EXTRACTED RECORDS Start Marker
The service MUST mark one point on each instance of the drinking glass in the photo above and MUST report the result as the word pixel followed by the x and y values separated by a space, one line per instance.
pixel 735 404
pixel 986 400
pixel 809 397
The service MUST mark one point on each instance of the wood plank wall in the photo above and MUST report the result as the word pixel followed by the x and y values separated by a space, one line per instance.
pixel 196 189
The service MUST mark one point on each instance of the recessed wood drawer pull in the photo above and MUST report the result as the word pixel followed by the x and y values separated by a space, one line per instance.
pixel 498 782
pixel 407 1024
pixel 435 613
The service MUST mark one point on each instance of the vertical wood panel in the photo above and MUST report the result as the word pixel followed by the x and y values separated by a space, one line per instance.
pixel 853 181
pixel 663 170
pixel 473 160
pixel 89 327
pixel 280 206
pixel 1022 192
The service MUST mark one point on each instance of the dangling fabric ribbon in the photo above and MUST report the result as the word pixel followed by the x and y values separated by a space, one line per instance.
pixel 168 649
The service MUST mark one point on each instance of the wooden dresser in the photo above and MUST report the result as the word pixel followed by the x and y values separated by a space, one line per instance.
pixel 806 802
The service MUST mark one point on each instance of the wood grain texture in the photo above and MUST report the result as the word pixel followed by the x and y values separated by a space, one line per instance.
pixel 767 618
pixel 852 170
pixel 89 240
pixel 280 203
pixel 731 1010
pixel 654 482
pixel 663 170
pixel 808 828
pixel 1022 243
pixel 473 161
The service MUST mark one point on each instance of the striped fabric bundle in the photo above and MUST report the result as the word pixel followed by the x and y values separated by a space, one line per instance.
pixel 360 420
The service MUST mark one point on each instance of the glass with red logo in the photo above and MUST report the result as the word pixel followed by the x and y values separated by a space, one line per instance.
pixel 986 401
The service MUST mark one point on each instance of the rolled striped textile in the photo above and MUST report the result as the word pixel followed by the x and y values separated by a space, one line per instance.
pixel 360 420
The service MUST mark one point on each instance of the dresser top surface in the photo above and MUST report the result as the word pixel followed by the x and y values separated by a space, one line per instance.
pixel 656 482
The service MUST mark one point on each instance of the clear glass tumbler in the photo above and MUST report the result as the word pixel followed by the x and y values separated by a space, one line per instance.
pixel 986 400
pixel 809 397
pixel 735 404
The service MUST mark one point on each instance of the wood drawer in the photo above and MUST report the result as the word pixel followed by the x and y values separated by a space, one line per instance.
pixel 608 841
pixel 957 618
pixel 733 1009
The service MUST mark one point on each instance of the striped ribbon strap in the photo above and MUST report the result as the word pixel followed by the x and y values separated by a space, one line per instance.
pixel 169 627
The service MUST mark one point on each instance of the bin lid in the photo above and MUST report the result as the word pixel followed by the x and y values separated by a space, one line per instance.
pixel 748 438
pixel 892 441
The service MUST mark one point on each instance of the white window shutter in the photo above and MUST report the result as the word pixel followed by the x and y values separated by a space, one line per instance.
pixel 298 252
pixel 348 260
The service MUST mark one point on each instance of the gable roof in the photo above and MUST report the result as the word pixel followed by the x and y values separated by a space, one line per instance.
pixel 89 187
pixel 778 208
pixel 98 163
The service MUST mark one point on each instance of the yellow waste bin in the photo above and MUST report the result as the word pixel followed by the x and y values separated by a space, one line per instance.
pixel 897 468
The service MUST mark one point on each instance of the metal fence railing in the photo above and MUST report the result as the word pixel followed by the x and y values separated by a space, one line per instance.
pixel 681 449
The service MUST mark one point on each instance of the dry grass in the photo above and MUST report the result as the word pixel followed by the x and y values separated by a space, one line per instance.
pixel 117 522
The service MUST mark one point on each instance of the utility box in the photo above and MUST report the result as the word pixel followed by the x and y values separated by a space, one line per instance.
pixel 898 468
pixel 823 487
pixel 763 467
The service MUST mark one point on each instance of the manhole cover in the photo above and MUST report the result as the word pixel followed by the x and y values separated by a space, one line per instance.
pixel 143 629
EXTRACTED RECORDS End Marker
(PROBLEM): Extract each entry in full and write it down exactly.

(RESPONSE AREA):
The service MUST mark one point on each instance of the drinking glass in the photo above and MUST report the result as the word pixel followed by the x and y values separated by a space, one line per instance.
pixel 735 404
pixel 986 400
pixel 809 397
The service MUST mark one point on each instance of the wood plank wall in the photo above and MUST report the result as the word pixel followed by the x and y values separated by a space, one line per instance.
pixel 196 189
The service MUST mark one point on each instance of the recessed wood drawer pull in the photo above and MUST report the result as the word pixel followed by the x and y values separated by a space, one line per instance.
pixel 498 782
pixel 407 1024
pixel 435 613
The service MUST mark one point on each instance of the vertical wood panel in the photo above and MUST report the result as the word pixel followed by the x and y values separated by a space, one line per instance.
pixel 853 181
pixel 663 170
pixel 473 160
pixel 89 327
pixel 280 206
pixel 1022 192
The service MUST mark one point on each instance of the dangling fabric ribbon in the photo above and MUST report the result as the word pixel followed by the x and y values separated by a space, one line per instance.
pixel 168 649
The service MUST mark one point on each instance of the wooden dresser in the photo above and MUST report the result as the word pixel followed by the x and y values separated by a space, one line per instance.
pixel 806 802
The service MUST mark one point on each instance of the wood grain texture in the photo above and MUST report the result as the word pixel followed by the x and y values separated by a space, one line per instance.
pixel 767 618
pixel 852 170
pixel 89 240
pixel 280 203
pixel 731 1010
pixel 654 482
pixel 663 170
pixel 808 828
pixel 1022 243
pixel 473 161
The service MUST mark one point on each instance of the striped fabric bundle in the photo above and MUST report the result as the word pixel followed by the x and y values separated by a space, one line per instance.
pixel 360 420
The service MUST mark one point on each instance of the glass with red logo in the photo above and MUST report the result as the word pixel followed by the x and y values separated by a space, one line per instance.
pixel 986 401
The service MUST mark one point on each instance of the rolled striped textile in the photo above and MUST report the result as the word pixel followed by the x and y values separated by a space, one line per instance.
pixel 360 420
The service MUST mark one point on each instance of the dresser top surface in the photo above and MUST report the result as the word pixel followed by the x and y values separated by a space, one line per instance.
pixel 656 482
The service MUST mark one point on each instance of the clear glass tumbler in the photo above and MUST report the result as the word pixel followed by the x and y values separated by a space, one line per instance.
pixel 986 400
pixel 809 397
pixel 735 404
The service MUST mark one point on each instance of the wood drawer in the photo above and MUST report the result as the word pixel followed by the x and y values separated by a space, one line per instance.
pixel 608 841
pixel 957 618
pixel 733 1009
The service MUST mark one point on each instance of the striped ribbon strap in the photo above and MUST report the result as the word pixel followed by the x and y values separated by a space, one line per instance.
pixel 169 627
The service MUST mark one point on each instance of the bin lid in the photo above and MUST report the result as the word pixel followed by the x and y values separated by a space, one line per instance.
pixel 748 438
pixel 892 441
The service MUST mark one point on each instance of the white window shutter in the photo above and MUST report the result as the word pixel followed by the x and y values separated by a space, one line per instance.
pixel 298 252
pixel 348 260
The service MUST mark one point on each instance of the gable roof in the photo above and MUST report the result as the word pixel followed by the x and y values separated by a space, one line per instance.
pixel 89 187
pixel 778 208
pixel 98 163
The service MUST mark one point on each instance of the yellow waste bin in the photo above and MUST report the result as the word pixel followed by the x and y values separated by a space, one line per instance.
pixel 897 468
The service MUST mark one point on each instance of the metal fence railing in the photo above and MUST report the result as the word pixel followed by the x and y values separated by a space, one line per instance.
pixel 681 449
The service MUST mark one point on each instance of the dry grass in the photo above and MUST report the result as the word pixel followed by the x and y values separated by a space, one line per instance.
pixel 117 522
The service MUST mark one point on each instance of the utility box in the photo above and MUST report the result as the word pixel followed by the x and y values separated by a space, one line per instance.
pixel 898 468
pixel 823 487
pixel 763 467
The service MUST mark one point on each instance of the manhole cover in the photo above and MUST report the result as the word pixel followed by the x and y values separated by a space, one line per instance.
pixel 143 629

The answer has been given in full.